Extracto del documento:
# Info sobre Resistencias calentadoras de Nicrom



## maxi_boca_1 (Nov 3, 2008)

Hola amigos del foro,
ando buscando información sobre las resistencias calentadoras de alambre de nicrom
Nesecito armar un calentador y quisiera saber algunas caracteristicas como cuanta temperatura entrega, largo, espesor, como se venden.. todo lo necesario para armar el calentador
Bueno  desde ya muchas gracias


----------



## Chico3001 (Nov 4, 2008)

La temperatura varia mucho segun el voltaje aplicado... yo logre unos 150°C aproximadamente.... en cuanto al largo los venden por metro o por rollo.. y el espesor es el espesor estandar del cable AWG... aunque algunos vendedores lo entienden por milimetros... 

Ten cuidado por que a menor espesor mayor resistencia del alambre.. y tambien tienes que tomar en cuenta que cuando se calienta se expande varios milimetros...


----------



## Fogonazo (Nov 4, 2008)

Busca en el apartado de proveedores "Casa Astri", ellos tienen todo para armar calefactores, alambres aislantes, Etc

Edit:
http://www.casaastri-sa.com.ar/


----------



## maxi_boca_1 (Nov 4, 2008)

Chico3001 dijo:
			
		

> La temperatura varia mucho segun el voltaje aplicado... yo logre unos 150°C aproximadamente.... en cuanto al largo los venden por metro o por rollo.. y el espesor es el espesor estandar del cable AWG... aunque algunos vendedores lo entienden por milimetros...
> 
> Ten cuidado por que a menor espesor mayor resistencia del alambre.. y tambien tienes que tomar en cuenta que cuando se calienta se expande varios milimetros...



Hola, gracias por tu respuesta, yo lo que necesitaria es tener aprox entre 50º y 75ºC  con un voltaje de 220V 
cual deberia usar de los alambres en forma de resorte de nicrom ? 
El calefactor que pretendo armar tiene la fora para que te des una idea de un cd de musica, ahi tendria que ponerle el alambre.

ponele que compro un metro si lo corto cambia la resistencia? estaria variando la temp?


----------



## maxi_boca_1 (Nov 4, 2008)

Fogonazo dijo:
			
		

> Busca en el apartado de proveedores "Casa Astri", ellos tienen todo para armar calefactores, alambres aislantes, Etc
> 
> Edit:
> http://www.casaastri-sa.com.ar/



Gracias por el aporte


----------



## Chico3001 (Nov 4, 2008)

maxi_boca_1 dijo:
			
		

> Hola, gracias por tu respuesta, yo lo que necesitaria es tener aprox entre 50º y 75ºC  con un voltaje de 220V
> cual deberia usar de los alambres en forma de resorte de nicrom ?

Datos proporcionados:
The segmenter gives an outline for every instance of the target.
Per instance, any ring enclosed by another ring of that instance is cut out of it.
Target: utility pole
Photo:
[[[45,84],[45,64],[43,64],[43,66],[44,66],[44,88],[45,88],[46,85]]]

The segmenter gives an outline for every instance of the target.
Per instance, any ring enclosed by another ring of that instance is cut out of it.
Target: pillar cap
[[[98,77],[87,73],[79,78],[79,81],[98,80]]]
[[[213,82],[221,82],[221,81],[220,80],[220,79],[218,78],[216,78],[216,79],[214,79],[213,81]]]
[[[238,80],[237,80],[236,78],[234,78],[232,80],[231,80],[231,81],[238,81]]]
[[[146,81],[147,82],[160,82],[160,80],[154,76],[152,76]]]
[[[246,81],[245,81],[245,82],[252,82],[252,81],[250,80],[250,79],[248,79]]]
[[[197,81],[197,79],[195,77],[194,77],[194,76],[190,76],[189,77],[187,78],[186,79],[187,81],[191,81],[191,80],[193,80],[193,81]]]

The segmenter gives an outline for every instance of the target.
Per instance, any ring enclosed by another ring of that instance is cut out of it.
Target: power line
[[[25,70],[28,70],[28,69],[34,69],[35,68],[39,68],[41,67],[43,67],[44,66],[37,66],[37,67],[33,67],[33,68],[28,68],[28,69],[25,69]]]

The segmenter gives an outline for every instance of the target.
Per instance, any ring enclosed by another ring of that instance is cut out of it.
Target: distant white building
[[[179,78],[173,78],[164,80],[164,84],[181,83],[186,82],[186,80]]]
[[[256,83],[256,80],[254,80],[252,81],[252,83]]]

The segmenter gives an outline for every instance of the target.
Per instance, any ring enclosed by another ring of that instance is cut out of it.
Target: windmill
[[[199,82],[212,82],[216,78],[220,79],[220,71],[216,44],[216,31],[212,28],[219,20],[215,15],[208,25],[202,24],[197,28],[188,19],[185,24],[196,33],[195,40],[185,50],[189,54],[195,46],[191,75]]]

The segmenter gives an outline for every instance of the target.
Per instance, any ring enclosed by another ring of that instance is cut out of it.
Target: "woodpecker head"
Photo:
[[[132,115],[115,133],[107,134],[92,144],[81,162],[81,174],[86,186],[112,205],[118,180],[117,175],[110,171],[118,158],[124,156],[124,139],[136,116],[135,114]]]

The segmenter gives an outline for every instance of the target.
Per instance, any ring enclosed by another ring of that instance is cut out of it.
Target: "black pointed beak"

Serie de ejercicios:
**A)** En el hilo sobre resistencias de nicrom, ¿qué temperatura dice Chico3001 haber logrado?
**B)** ¿Cómo resumirías en tres oraciones el hilo sobre resistencias de nicrom?
**C)** Escribe la continuación del hilo sobre resistencias de nicrom a partir de la última línea que aparece.
Los datos constituyen un material independiente del hilo sobre resistencias de nicrom.

Respuestas por tarea:
**A)** Unos 150 °C aproximadamente.

**B)** maxi_boca_1 pide información sobre las resistencias calentadoras de alambre de nicrom para armar un calentador. Chico3001 explica que la temperatura varía según el voltaje aplicado, que el alambre se vende por metro o por rollo con espesor en AWG o en milímetros, que a menor espesor hay mayor resistencia y que se expande al calentarse, mientras que Fogonazo recomienda el proveedor "Casa Astri". maxi_boca_1 aclara que necesita entre 50 y 75 °C con 220 V para un calefactor con forma de CD y pregunta qué alambre usar y si cortarlo cambia la resistencia.

**C)**
> El calefactor que pretendo armar tiene la fora para que te des una idea de un cd de musica, ahi tendria que ponerle el alambre.
> 
> ponele que compro un metro si lo corto cambia la resistencia? estaria variando la temp?



Para 220V me imagino que el calibre va a ser grande.... un 18 posiblemente, ahora cada vez que lo cortes va a reducirse la resistencia ,asi que es mejor que hagas pruebas para poder saber cual es el calibre adecuado y el largo adecuado

Intenta estimando la potencia que requieres para hacer el calentador y despues en la tienda te pueden informaciónrmar de la resistencia por metro de cada calibre del alambre, de alli puedes tomar una decision de cual calibre te sirve mejor, tambien afecta el tiempo que estimes de calentamiento, a mayor potencia menor tiempo de calentamiento pero mas energia necesitas administrar.....


----------



## jortiz_chimal (May 26, 2009)

Sabran de un proveedor en la ciudad de mexico para las resistencias de ni-cro?
Es para un proyectio semejante.

Saludos y gracias por sus aportaciones.


----------



## eddy70 (May 26, 2009)

hola te paso el dato donde nosotros lo compramos en mexico, la empresa se llama siselep, s.a. de c.v. tel. 015556192323 con miriam morales.


----------



## Chico3001 (May 26, 2009)

Yo los consigo en la calle de Victoria en el centro, pasando Dolores se acaban como por encanto las casas de iluminacion y comienzan las de material electrico, en muchas venden ese alambre...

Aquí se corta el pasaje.